PROMPT A: Name every organization that the article below on China's securities watchdog mentions by name.

───── TEXT SHOWN

China’s securities watchdog mulls tougher measures to curb fraud in A-share listings

CSRC vice chairman says the regulator is considering revoking licences from brokerage companies involved in fraud, a move analyst say is long overdue

PUBLISHED : Wednesday, 27 July, 2016, 4:04pm
UPDATED : Wednesday, 27 July, 2016, 9:56pm

A top official with China’s securities watchdog said authorities may revoke investment banking licenses held by mainland brokerage companies if they are found to be involved in fraud, a move some analysts said is needed to curb the misleading information disclosure that pervades the A-share market.

China Securities Regulatory Commission (CSRC) vice chairman Li Chao said the regulator was considering revoking licenses for initial public offering (IPO) sponsorships if brokerages were found to be involved in fraud during the listing process, according to a report by Brokerage China, an online publication under state-owned Securities Times.

Currently, brokerage companies found guilty of fraudulent activities only receive fines and a suspension of their investment banking business. Analysts have long criticised this lenient approach as the main reason for the prevailing environment of fraud and misleading information disclosure on the mainland’s A-share market.

──────────
───── MATERIAL FOR THIS EXERCISE

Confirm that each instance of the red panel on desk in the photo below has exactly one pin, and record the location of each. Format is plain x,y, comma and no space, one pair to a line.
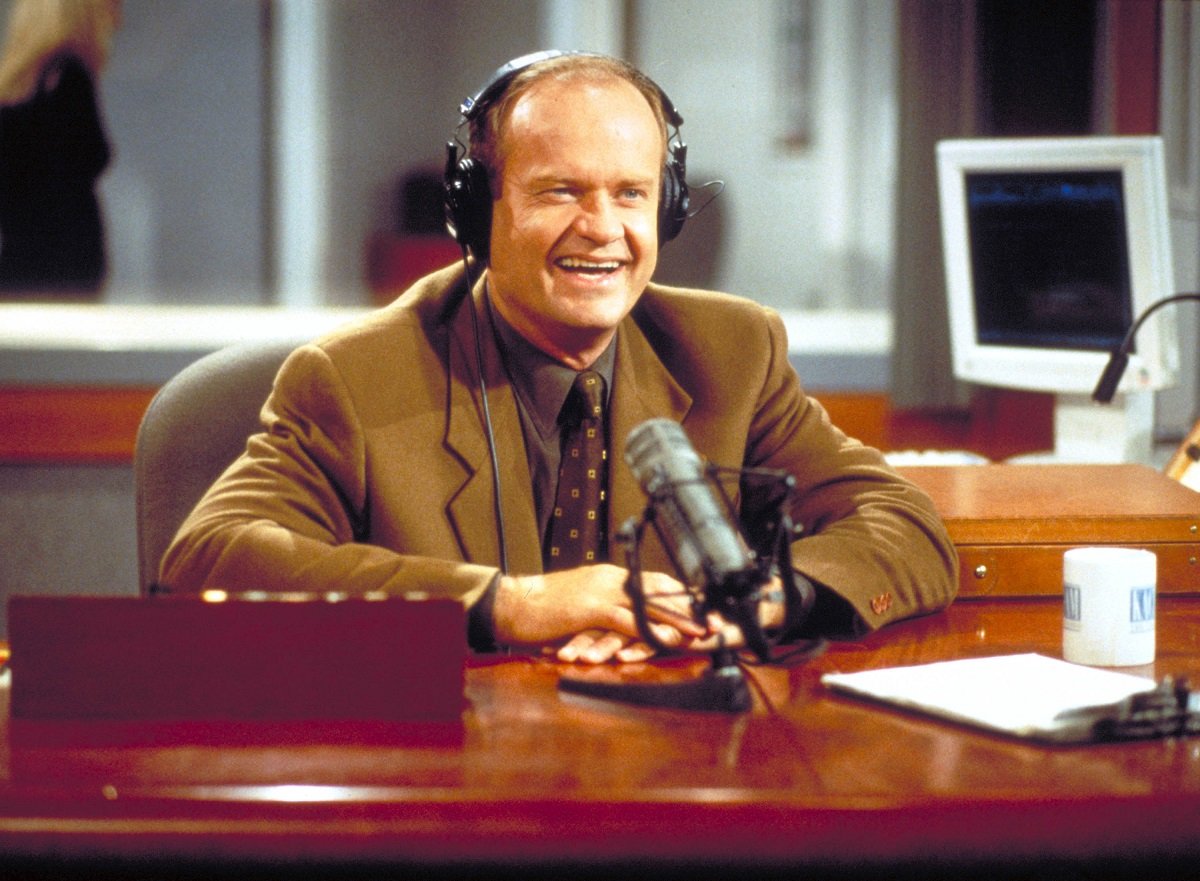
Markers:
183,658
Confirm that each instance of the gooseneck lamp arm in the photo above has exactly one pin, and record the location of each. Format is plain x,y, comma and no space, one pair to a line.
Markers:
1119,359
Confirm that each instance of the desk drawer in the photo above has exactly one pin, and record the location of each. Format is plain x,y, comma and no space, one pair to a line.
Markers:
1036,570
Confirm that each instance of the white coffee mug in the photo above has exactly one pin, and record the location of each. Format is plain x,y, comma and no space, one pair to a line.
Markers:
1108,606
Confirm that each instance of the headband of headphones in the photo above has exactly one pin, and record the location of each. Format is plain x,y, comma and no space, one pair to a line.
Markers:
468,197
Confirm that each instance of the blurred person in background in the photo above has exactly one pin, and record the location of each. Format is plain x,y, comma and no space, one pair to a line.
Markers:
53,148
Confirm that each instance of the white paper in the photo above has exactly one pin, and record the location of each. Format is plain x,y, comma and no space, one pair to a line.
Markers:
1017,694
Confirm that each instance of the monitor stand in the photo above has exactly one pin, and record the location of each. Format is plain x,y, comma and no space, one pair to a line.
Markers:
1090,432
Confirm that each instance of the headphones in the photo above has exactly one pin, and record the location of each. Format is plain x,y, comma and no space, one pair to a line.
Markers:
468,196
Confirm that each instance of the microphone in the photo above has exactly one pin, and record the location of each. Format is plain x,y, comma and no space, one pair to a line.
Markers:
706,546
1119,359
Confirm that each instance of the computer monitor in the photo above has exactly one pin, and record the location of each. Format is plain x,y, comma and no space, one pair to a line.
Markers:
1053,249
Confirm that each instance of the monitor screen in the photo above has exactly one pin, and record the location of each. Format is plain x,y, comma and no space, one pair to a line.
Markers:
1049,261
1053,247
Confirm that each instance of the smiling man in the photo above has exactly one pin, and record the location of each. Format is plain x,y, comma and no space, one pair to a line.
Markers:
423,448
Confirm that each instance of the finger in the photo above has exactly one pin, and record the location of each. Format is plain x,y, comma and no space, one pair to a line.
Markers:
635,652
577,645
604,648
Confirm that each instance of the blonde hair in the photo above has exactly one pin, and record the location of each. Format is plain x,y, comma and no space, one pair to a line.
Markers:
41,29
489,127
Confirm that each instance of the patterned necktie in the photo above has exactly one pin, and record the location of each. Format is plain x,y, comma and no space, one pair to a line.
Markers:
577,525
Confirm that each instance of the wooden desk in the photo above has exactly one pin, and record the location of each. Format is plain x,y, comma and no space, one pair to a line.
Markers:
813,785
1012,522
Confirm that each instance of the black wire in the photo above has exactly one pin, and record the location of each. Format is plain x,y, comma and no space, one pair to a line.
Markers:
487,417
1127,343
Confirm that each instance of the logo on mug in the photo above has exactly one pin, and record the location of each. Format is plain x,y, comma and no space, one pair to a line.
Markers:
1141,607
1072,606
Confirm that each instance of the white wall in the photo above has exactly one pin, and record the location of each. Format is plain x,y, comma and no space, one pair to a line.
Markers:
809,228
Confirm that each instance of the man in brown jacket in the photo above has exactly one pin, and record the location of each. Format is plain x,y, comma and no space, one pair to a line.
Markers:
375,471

──────────

PROMPT B: Find every line of the listing above that contains the word "desk", and copy each of those lines in full. Case counts.

COMPLETE RESPONSE A:
- China Securities Regulatory Commission (CSRC)
- Brokerage China
- Securities Times

COMPLETE RESPONSE B:
Confirm that each instance of the red panel on desk in the photo below has exactly one pin, and record the location of each. Format is plain x,y, comma and no space, one pair to a line.
Confirm that each instance of the desk drawer in the photo above has exactly one pin, and record the location of each. Format is plain x,y, comma and no space, one pair to a line.
Confirm that each instance of the wooden desk in the photo above has exactly one pin, and record the location of each. Format is plain x,y, comma and no space, one pair to a line.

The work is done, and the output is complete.